(Extracted records)

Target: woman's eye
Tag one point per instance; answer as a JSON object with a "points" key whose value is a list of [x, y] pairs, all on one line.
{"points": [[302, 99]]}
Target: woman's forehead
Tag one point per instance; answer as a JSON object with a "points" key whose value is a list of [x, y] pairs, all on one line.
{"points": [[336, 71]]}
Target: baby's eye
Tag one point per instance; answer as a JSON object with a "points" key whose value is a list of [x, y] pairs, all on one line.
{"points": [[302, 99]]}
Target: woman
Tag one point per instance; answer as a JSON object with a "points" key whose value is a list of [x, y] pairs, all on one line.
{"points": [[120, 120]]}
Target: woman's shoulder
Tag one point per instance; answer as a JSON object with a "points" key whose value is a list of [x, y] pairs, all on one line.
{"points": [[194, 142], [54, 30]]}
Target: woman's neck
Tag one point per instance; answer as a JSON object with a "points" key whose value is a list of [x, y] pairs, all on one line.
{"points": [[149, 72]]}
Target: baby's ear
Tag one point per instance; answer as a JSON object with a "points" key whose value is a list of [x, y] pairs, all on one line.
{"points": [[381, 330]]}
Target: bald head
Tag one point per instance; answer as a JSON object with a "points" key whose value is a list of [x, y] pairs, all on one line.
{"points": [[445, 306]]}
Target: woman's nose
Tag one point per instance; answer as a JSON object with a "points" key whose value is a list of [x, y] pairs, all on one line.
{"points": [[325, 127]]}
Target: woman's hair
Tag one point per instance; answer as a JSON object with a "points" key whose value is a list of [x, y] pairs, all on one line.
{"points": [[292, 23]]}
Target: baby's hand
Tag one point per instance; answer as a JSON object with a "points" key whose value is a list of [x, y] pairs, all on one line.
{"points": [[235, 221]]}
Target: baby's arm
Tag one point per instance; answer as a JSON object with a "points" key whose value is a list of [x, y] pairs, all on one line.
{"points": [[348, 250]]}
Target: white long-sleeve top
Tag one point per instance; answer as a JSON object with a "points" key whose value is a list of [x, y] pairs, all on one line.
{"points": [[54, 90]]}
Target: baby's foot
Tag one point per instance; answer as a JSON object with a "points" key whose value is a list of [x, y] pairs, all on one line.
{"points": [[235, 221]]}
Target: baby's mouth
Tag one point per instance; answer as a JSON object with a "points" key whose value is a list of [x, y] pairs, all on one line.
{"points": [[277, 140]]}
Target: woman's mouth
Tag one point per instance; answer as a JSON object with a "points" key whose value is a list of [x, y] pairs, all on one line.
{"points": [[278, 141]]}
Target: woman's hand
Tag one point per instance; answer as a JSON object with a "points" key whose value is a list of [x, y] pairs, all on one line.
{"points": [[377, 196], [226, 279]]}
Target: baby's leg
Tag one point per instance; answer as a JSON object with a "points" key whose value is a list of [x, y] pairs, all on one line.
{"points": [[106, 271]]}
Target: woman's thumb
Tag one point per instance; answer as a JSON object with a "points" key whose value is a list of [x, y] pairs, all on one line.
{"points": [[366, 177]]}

(End Extracted records)

Assignment
Keep to the lines from the one containing "Target: woman's mouth" to the end of the entries above, and retype them exactly.

Answer to this problem
Target: woman's mouth
Tag one point per instance; answer as a JSON object with a "points" key whose value is a list of [x, y] pairs, all on one line.
{"points": [[278, 141]]}
Target: woman's hand
Tag one point per instance; answer as a JSON object with a "points" key whose value is a list of [x, y] pairs, all on one line.
{"points": [[377, 196], [226, 279]]}
Target: baby's leg
Tag one point per instance; answer as a JSON object with a "points" key whose value is a list of [x, y] pairs, all on one line.
{"points": [[106, 271]]}
Target: woman's thumb
Tag one point per instance; answer as a JSON object with a "points" key whose value is a list of [x, y] pairs, all on one line.
{"points": [[366, 177]]}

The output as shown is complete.